Segment Start: Records for processing

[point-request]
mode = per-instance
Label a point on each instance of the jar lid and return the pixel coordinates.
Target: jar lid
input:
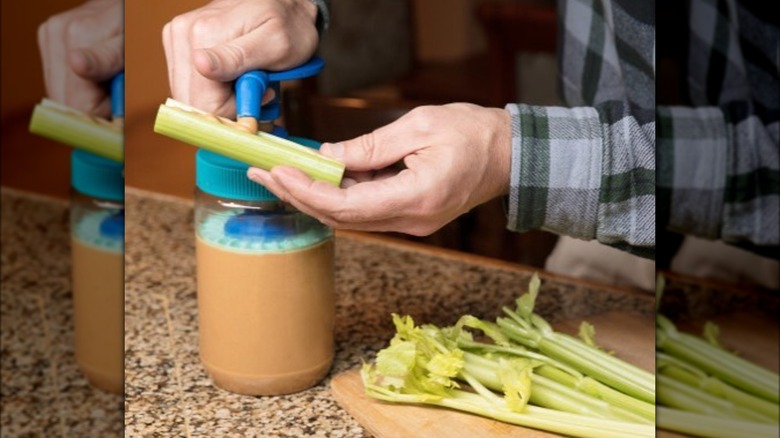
(96, 176)
(225, 177)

Segment End: Records for processing

**Task brief:** The records above must be copied exactly, with no pictures carried over.

**Output for this task:**
[point-request]
mode = per-instance
Label a point on each instance of the jar lid and return the pixel coordinates.
Target: jar lid
input:
(96, 176)
(225, 177)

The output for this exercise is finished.